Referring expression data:
========================
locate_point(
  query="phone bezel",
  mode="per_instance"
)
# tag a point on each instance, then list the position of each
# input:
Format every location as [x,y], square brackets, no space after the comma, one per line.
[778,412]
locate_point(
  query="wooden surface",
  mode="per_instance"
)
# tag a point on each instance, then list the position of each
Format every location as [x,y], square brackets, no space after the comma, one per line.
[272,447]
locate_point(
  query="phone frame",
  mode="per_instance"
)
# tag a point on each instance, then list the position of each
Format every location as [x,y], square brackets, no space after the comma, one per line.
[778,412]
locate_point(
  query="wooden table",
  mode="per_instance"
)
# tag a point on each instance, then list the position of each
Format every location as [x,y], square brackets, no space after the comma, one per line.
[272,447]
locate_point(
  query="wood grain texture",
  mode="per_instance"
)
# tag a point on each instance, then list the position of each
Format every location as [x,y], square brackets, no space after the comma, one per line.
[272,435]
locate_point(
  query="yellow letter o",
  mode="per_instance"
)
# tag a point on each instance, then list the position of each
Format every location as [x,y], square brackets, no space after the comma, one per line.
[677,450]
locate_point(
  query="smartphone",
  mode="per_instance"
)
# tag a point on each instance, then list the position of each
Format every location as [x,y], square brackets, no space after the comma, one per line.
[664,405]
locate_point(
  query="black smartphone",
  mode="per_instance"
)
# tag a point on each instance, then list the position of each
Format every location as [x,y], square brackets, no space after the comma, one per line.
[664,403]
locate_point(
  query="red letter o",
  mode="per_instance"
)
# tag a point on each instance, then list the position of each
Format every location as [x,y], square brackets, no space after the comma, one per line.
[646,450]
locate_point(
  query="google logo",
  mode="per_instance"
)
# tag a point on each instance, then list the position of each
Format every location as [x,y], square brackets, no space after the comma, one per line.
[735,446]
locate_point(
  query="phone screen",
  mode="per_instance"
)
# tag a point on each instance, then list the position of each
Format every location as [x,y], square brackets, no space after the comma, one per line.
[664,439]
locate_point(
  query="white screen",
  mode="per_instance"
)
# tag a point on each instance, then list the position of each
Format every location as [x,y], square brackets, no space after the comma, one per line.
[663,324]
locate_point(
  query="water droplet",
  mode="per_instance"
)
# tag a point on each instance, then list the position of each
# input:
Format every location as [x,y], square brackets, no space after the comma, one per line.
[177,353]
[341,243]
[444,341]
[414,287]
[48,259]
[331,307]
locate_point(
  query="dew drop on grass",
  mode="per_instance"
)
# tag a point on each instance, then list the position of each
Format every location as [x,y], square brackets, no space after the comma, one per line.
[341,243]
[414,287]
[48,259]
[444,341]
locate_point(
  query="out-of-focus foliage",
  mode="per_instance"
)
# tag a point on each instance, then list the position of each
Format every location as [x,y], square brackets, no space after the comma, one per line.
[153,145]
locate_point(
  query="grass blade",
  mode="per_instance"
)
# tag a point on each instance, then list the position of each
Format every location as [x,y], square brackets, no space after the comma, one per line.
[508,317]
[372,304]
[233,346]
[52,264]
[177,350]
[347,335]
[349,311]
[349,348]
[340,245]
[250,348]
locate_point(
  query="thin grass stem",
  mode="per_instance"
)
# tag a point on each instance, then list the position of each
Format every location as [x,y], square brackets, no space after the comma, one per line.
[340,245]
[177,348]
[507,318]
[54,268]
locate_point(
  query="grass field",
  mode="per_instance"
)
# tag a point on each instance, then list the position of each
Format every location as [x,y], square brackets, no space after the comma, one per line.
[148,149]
========================
• [EXERCISE GOAL]:
Could you restate all of the lines above without altering a single word?

• [OUTPUT]:
locate_point(
  query="phone bezel",
  mode="per_instance"
)
# tag a point on each instance, then list the position of each
# input:
Format every location as [x,y], square brackets, no space after the comma, one per line.
[778,412]
locate_point(
  query="wooden surface",
  mode="per_instance"
)
# tag a point on each instance, then list the position of each
Format every location as [x,y], square brackets, no space after the comma, one per line.
[272,447]
locate_point(
  query="phone frame",
  mode="per_instance"
)
# tag a point on each instance, then list the position of each
Format every location as [x,y], square brackets, no space after the comma, one per line.
[778,412]
locate_point(
  query="wooden table",
  mode="per_instance"
)
# tag a point on each instance, then list the position of each
Format every location as [x,y], square brackets, no space after the comma, one per line.
[272,447]
locate_point(
  query="wood grain texture",
  mode="per_instance"
)
# tag a point on each instance, then list the position of each
Format every location as [x,y], square brackets, no space after the comma, one per line.
[272,435]
locate_point(
  query="yellow letter o",
  mode="per_instance"
)
# tag a point on each instance, then list the position of each
Format every location as [x,y], square brackets, no space after the comma, one per line.
[677,450]
locate_point(
  query="smartphone",
  mode="per_instance"
)
# tag a point on each instance, then list the position of each
Format every location as [x,y], square brackets, no space after the comma, one per line.
[664,405]
locate_point(
  query="black smartphone",
  mode="per_instance"
)
# tag a point on each instance, then list the position of each
Format every location as [x,y], square brackets, no space after the comma, one per line.
[664,403]
locate_point(
  query="red letter o",
  mode="per_instance"
)
# tag a point on each instance, then list the position of each
Format every location as [x,y], square brackets, no space after the comma, one per line.
[646,450]
locate_point(
  query="google logo",
  mode="per_instance"
)
# tag a point on each instance, then list the position of each
Format every location as [x,y], square brackets, no space after the comma, one per line.
[735,446]
locate_point(
  query="phone screen",
  mode="per_instance"
)
# tag a point on each instance, then list the position of each
Format every location as [x,y], square brackets, no space after the comma, one per line.
[664,439]
locate_point(
  query="white screen",
  mode="per_instance"
)
# tag a point on each instance, then list the position of each
Format every location as [x,y], square brackets, no space after the comma, one per line.
[663,324]
locate_point(
  query="water droplet",
  mode="per_instance"
)
# tag a point on each instance, then list the position of each
# input:
Format every location as [x,y], square brackets, no space after the comma, one per line.
[177,353]
[341,243]
[444,341]
[414,287]
[48,259]
[331,307]
locate_point(
  query="dew drop on grass",
  mode="per_instance"
)
# tag a point on each instance, then list the position of each
Format every location as [x,y], square brackets, no space after the comma, one per line.
[341,243]
[414,287]
[48,259]
[444,341]
locate_point(
  query="out-of-focus foliage",
  mode="per_instance"
)
# tag a point on each instance, then list the position of each
Format every location as [x,y], square brackets, no space after the comma, one per line.
[153,145]
locate_point(
  query="grass blade",
  mode="per_instance"
)
# tag a point on each instance, then list the position of each
Format every location as [x,y], square brackets, no space after the comma, one per line.
[508,317]
[372,304]
[233,346]
[52,264]
[177,350]
[347,335]
[349,311]
[349,348]
[340,245]
[250,348]
locate_point(
  query="thin grass stem",
  mode="per_instance"
)
# tag a point on each instance, then list the position of each
Format every location as [x,y], square brackets, no space after the comma, one per line.
[340,245]
[177,348]
[507,318]
[54,268]
locate_point(
  query="grass field",
  mode="per_instance"
)
# tag a point on each instance, then list the position of each
Format every location as [x,y], square brackets, no space after the comma, one per line.
[148,149]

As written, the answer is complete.